■ Excerpted passage ■
==================================================

There were 2,202 homicides last year, 523 more than in 2019. The state's homicide rate also rose from 4.2 to 5.5 homicides per 100,000 people.
2020 had the most homicides since 2007 – when 2,258 people were killed – and the rate was the highest since 2008, according to the new reports from the California Department of Justice.
Black people made up 6.5% of California's population but accounted for 31% of all victims last year. Hispanic people – who made up 39% of the population -- accounted for 45%, while 16% were White.
Of the homicides where the contributing circumstance was known, 34.2% were the result of an argument, 28.2% were gang-related, 8.5% were connected to rape, robbery, or burglary, and 6.7% were domestic violence-related.
Overall violent crime (homicides, assaults, robberies, and rapes) increased slightly, while property crimes dipped 7.7% during the pandemic.
Attorney General Rob Bonta said it was unclear why homicides jumped, but he argued the rise was connected to an increase in gun sales. Of the homicides where a weapon was identified, 74.2% involved a firearm – up from 69% in 2019.
"With more weapons, more economic stagnation, more desperation, I think those are all potential components and drivers of where we are today," he said.
The increase in homicides was also attributed to the low homicide total and rate in 2019. California’s 2019 homicide rate was the lowest since 1966, stated four experts from the University of California, Berkeley’s California Policy Lab in a related review.
Though homicides in California had decreased three years in a row prior to last year's surge.
The UC Berkeley experts, in a recent report to Gov. Gavin Newsom’s Committee on the Revision of the Penal Code, stated that the pandemic and subsequent stay-at-home orders in the state led to unpredictable changes in crime patterns last year.
"We were really surprised by the increase in homicide, but also that California is looking at worst, in step with the rest of the country and is even maybe looking a little bit better than what we’re seeing nationally," said Mia Bird Thursday, one of the UC Berkeley experts. "What that tells us is that it’s not something special about California, it’s a really serious issue for California and for the rest of the country."

==================================================

■ Entries provided ■
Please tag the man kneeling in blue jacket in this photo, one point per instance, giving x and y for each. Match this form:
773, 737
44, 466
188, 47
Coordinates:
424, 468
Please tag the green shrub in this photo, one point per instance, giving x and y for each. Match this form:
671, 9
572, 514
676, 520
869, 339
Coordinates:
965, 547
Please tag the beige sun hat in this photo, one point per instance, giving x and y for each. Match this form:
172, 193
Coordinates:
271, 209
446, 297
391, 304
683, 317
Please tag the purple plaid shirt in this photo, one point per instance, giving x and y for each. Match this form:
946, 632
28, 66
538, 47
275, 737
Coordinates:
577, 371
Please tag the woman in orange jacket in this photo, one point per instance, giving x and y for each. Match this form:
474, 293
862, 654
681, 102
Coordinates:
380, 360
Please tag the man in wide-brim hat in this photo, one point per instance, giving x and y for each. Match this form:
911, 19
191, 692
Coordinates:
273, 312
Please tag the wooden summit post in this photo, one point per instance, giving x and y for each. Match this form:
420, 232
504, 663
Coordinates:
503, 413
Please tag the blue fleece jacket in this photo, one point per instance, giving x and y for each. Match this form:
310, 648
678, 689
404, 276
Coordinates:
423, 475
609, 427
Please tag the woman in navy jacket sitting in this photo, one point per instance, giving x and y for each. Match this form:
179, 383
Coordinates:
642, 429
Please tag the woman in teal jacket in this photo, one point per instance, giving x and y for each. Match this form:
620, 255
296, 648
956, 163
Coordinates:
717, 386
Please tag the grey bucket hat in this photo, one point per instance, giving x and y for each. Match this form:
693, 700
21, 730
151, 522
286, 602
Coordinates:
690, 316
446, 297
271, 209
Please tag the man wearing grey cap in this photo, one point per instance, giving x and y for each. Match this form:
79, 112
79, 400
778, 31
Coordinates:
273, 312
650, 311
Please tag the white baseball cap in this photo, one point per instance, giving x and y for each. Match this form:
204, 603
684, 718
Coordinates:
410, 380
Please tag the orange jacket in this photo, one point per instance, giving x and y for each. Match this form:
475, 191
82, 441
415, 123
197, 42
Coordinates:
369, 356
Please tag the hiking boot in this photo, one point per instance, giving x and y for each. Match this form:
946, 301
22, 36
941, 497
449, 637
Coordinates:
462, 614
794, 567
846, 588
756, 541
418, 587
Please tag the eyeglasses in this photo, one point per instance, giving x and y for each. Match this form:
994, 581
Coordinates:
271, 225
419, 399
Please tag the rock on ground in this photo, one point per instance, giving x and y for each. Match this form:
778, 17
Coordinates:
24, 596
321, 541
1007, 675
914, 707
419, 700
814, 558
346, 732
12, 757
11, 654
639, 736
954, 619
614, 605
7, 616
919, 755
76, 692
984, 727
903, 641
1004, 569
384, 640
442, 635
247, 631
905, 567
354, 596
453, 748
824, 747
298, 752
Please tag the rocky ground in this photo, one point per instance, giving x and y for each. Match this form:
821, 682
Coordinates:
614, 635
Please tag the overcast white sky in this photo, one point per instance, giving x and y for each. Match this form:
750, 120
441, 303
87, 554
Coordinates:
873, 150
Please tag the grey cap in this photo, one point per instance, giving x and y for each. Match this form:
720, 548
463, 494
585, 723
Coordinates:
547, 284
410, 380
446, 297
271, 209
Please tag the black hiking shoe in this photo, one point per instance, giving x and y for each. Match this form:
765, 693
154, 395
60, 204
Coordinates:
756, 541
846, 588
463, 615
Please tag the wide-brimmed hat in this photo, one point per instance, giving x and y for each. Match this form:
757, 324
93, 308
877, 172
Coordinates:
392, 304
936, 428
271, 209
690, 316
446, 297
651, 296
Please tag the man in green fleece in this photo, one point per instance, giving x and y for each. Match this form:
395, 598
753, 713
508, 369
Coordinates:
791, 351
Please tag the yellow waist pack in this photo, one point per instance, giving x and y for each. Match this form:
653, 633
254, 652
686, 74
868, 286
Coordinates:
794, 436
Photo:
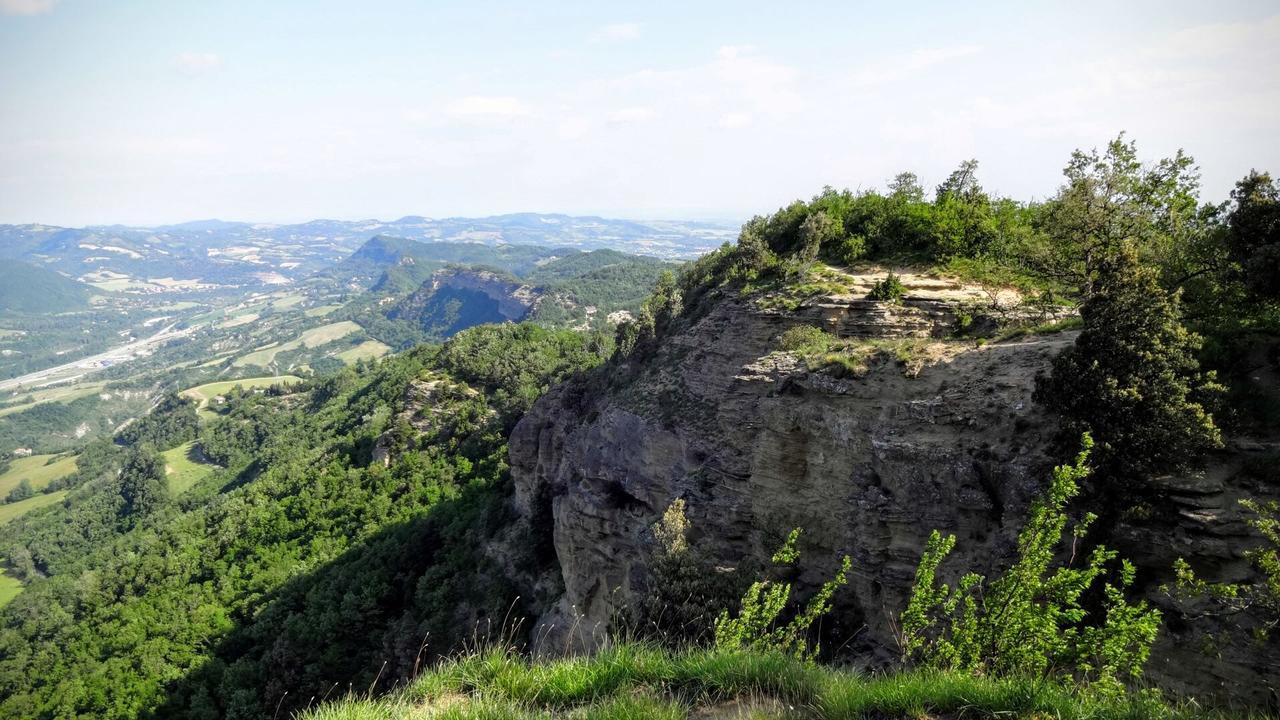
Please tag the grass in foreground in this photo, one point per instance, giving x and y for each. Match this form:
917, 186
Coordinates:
635, 682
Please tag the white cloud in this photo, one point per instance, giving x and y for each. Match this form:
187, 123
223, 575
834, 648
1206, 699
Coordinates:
197, 63
26, 7
627, 115
493, 106
616, 32
896, 68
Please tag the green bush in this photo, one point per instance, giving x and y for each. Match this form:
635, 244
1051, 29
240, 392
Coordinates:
888, 290
757, 625
805, 340
1031, 621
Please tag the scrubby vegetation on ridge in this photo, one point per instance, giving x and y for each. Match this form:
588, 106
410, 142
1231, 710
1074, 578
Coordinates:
343, 540
300, 564
634, 682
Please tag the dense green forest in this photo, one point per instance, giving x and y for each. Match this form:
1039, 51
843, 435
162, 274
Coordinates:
307, 563
301, 564
31, 288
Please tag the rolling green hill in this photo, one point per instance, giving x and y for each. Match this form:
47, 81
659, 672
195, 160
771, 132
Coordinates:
31, 288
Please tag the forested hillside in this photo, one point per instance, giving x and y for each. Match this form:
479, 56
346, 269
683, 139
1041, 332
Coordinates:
30, 288
688, 481
297, 565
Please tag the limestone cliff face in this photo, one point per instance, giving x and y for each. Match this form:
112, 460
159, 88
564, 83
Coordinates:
757, 443
511, 300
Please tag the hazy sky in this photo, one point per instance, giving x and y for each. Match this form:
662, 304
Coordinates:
167, 110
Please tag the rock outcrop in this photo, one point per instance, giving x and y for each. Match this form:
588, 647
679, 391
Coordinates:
755, 443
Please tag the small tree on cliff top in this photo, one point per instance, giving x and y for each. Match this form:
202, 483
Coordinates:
1132, 378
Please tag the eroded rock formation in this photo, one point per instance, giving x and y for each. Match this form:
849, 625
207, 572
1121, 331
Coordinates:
757, 443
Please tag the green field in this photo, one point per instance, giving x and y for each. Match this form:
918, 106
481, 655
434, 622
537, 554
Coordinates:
320, 310
9, 588
238, 320
315, 337
37, 470
62, 393
17, 509
183, 469
208, 391
287, 301
368, 350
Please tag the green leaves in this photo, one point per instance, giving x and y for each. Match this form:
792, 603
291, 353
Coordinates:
1031, 620
1132, 378
757, 627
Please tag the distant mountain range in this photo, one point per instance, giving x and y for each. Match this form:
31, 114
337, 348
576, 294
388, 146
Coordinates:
243, 254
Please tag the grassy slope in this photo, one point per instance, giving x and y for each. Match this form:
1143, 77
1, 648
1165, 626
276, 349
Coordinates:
31, 288
17, 509
60, 393
184, 472
634, 682
208, 391
368, 350
37, 469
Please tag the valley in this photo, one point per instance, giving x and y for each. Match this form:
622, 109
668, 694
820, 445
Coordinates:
455, 472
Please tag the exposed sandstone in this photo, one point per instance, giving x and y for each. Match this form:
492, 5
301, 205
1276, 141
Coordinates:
869, 465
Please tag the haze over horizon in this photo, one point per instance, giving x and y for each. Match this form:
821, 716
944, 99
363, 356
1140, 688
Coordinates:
147, 114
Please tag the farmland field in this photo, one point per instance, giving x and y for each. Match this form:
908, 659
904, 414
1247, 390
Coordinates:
62, 393
183, 469
320, 310
368, 350
314, 337
18, 509
37, 470
208, 391
9, 588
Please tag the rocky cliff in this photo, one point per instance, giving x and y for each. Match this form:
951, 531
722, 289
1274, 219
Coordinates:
932, 433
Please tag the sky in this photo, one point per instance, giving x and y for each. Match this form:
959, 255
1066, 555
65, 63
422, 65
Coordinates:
169, 110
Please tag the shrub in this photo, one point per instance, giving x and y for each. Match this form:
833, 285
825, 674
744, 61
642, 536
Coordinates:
1132, 378
1031, 620
805, 340
686, 592
755, 628
888, 290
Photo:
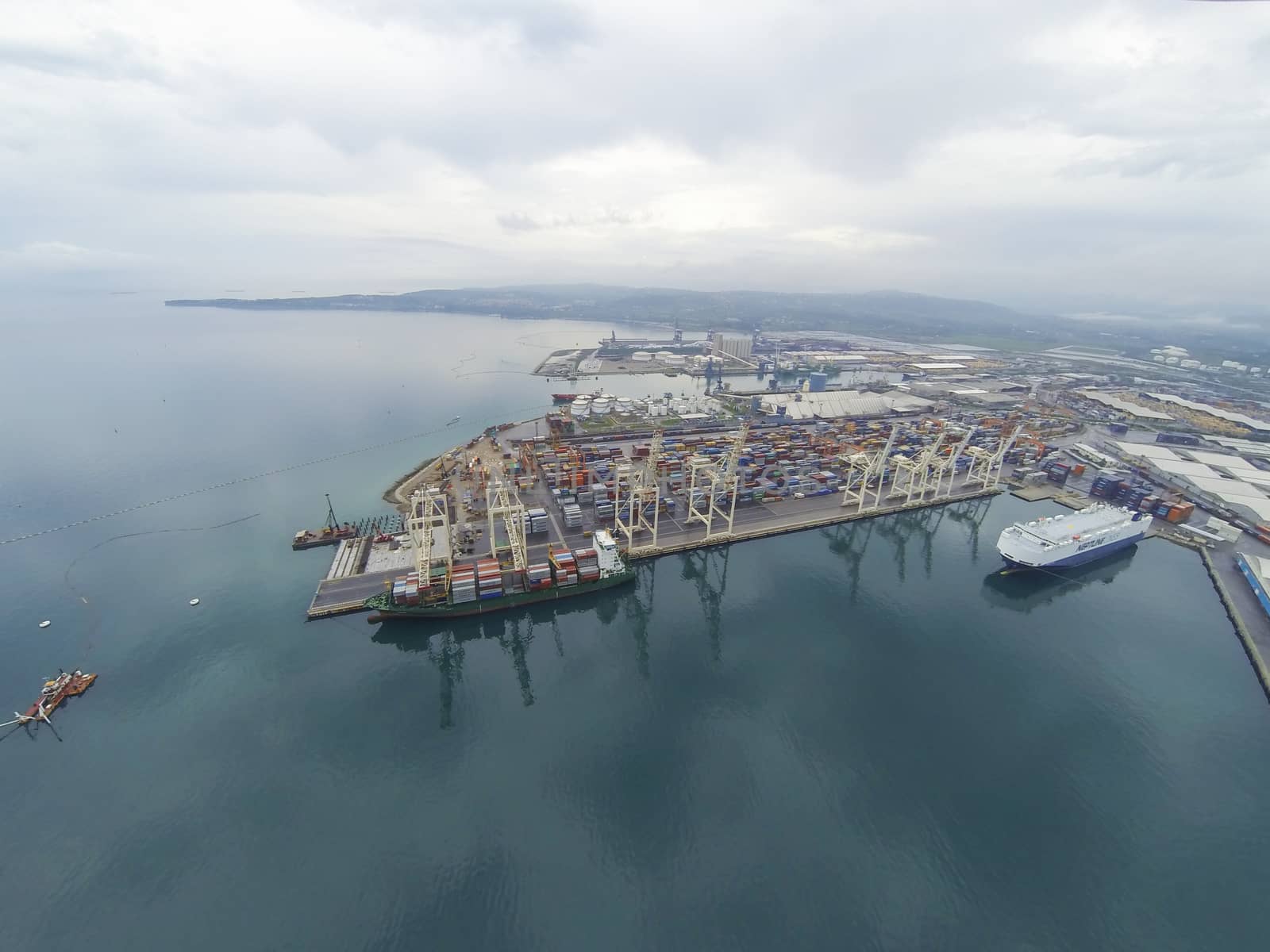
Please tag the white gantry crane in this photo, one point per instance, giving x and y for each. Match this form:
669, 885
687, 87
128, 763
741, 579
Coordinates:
867, 471
944, 467
643, 494
986, 465
713, 488
912, 478
502, 501
429, 524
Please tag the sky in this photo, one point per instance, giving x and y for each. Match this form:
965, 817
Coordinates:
1077, 155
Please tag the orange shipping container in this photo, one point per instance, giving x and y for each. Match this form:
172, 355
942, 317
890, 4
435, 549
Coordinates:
1181, 512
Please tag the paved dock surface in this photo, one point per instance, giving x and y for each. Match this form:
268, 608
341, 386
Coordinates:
752, 520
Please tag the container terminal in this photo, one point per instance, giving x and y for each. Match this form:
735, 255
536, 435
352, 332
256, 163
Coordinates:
721, 479
531, 501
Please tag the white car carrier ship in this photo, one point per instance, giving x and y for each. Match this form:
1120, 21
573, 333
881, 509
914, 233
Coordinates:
1058, 541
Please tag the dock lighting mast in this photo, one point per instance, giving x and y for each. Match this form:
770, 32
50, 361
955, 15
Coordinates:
713, 488
502, 501
986, 466
867, 467
914, 475
946, 466
643, 493
429, 524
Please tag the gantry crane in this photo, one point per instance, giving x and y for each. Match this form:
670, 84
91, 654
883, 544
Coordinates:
945, 466
501, 501
643, 486
713, 488
914, 474
867, 474
986, 465
429, 524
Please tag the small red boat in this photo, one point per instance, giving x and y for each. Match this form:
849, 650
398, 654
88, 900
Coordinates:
64, 685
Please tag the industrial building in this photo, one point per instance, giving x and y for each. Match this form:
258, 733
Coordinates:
740, 347
1231, 482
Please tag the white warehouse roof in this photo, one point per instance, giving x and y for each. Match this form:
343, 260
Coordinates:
1126, 406
1231, 416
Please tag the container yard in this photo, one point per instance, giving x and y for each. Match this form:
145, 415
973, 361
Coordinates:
508, 514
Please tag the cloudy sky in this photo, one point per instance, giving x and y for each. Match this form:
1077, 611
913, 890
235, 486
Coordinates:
1032, 152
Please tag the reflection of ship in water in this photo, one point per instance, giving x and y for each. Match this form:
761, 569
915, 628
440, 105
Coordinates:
1026, 590
514, 632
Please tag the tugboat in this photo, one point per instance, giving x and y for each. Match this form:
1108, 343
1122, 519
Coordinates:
328, 535
64, 685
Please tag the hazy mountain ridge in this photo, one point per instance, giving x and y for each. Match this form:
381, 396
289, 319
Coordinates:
878, 311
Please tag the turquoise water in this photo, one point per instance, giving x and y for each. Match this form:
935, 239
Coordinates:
856, 738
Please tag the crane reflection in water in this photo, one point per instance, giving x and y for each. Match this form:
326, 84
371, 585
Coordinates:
514, 632
1029, 589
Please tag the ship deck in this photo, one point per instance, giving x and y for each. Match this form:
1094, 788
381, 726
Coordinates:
1064, 526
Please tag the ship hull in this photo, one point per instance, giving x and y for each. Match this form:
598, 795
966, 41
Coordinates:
385, 611
1080, 558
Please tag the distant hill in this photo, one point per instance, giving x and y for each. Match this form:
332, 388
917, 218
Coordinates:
880, 313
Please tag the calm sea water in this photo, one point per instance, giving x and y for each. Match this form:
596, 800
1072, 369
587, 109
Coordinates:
845, 739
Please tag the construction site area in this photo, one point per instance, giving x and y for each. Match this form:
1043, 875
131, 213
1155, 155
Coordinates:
527, 501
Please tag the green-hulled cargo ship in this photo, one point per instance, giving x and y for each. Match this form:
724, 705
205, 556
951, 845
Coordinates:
613, 571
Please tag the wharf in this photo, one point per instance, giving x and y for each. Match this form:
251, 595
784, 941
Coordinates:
344, 590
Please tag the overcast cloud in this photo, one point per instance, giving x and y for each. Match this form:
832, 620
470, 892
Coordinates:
1020, 152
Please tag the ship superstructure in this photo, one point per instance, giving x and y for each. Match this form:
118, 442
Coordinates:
1073, 539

==================================================

■ Task requirements ■
Retype from the report on California homicides the part that opens with the words containing "There were 2,202" and closes with "16% were White.". The records have no connection to the text on California homicides.

■ Task response ■
There were 2,202 homicides last year, 523 more than in 2019. The state's homicide rate also rose from 4.2 to 5.5 homicides per 100,000 people.
2020 had the most homicides since 2007 – when 2,258 people were killed – and the rate was the highest since 2008, according to the new reports from the California Department of Justice.
Black people made up 6.5% of California's population but accounted for 31% of all victims last year. Hispanic people – who made up 39% of the population -- accounted for 45%, while 16% were White.